──────── INPUT DATA ────────

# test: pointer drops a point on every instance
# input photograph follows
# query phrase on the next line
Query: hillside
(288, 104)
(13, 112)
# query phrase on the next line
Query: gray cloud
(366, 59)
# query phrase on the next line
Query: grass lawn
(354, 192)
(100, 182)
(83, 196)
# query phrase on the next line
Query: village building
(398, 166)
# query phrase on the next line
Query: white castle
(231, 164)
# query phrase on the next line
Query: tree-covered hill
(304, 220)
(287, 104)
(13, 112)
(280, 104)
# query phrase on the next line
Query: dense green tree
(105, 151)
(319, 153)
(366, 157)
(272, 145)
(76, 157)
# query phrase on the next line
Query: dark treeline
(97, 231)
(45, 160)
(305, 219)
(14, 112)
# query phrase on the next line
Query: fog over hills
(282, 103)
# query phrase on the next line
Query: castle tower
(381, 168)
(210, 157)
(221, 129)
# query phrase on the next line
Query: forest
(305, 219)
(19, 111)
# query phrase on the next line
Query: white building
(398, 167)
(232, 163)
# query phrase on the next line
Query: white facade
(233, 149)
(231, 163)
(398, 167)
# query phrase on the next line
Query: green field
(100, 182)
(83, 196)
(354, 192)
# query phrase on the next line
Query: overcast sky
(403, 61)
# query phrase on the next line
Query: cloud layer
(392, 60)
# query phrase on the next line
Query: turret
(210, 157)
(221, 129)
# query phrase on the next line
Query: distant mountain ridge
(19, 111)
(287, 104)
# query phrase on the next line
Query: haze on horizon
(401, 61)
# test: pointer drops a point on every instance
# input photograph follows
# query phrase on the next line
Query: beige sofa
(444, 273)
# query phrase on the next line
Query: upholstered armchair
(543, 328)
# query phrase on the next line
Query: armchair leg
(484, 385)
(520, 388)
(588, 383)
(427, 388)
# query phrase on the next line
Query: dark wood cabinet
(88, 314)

────────

## TASK INSTRUCTIONS
Reproduce the entries exactly, each one as given.

## ANSWER AREA
# test: pointer drops a point on every instance
# input photograph follows
# query phrase on the next line
Query: hillside
(288, 104)
(13, 112)
# query phrase on the next line
Query: gray cloud
(366, 59)
# query phrase on the next line
Query: grass lawn
(354, 192)
(100, 182)
(83, 196)
# query phrase on the next line
Query: village building
(398, 166)
# query phrase on the next line
Query: white castle
(231, 164)
# query phrase on the next line
Query: tree-covered hill
(304, 220)
(287, 104)
(13, 112)
(280, 104)
# query phrase on the next line
Query: dense green tree
(105, 151)
(319, 153)
(366, 157)
(272, 145)
(76, 157)
# query phrase on the next line
Query: dark treeline
(97, 231)
(45, 160)
(305, 219)
(14, 112)
# query phrase on the next line
Query: fog over hills
(282, 103)
# query phrase on the next line
Query: castle tower
(381, 168)
(210, 157)
(221, 129)
# query phrase on the next line
Query: forest
(305, 219)
(19, 111)
# query phrase on the next line
Query: white building
(398, 167)
(232, 163)
# query phrase on the next line
Query: white facade
(233, 149)
(231, 163)
(398, 167)
# query phrase on the next line
Query: green field
(100, 182)
(83, 196)
(354, 192)
# query phrase on the next line
Query: overcast sky
(403, 61)
# query phrase on the next line
Query: cloud layer
(392, 60)
# query phrase on the next line
Query: turret
(210, 157)
(221, 129)
# query phrase on the next line
Query: distant mountain ridge
(19, 111)
(287, 104)
# query phrase on the next line
Query: haze on horizon
(401, 61)
# test: pointer drops a point on every instance
# input photograph follows
# query phrase on the next line
Query: beige sofa
(444, 273)
# query phrase on the next line
Query: upholstered armchair
(543, 328)
# query phrase on the next line
Query: armchair leg
(484, 385)
(520, 388)
(588, 383)
(427, 388)
# query phrase on the next line
Query: dark wood cabinet
(88, 314)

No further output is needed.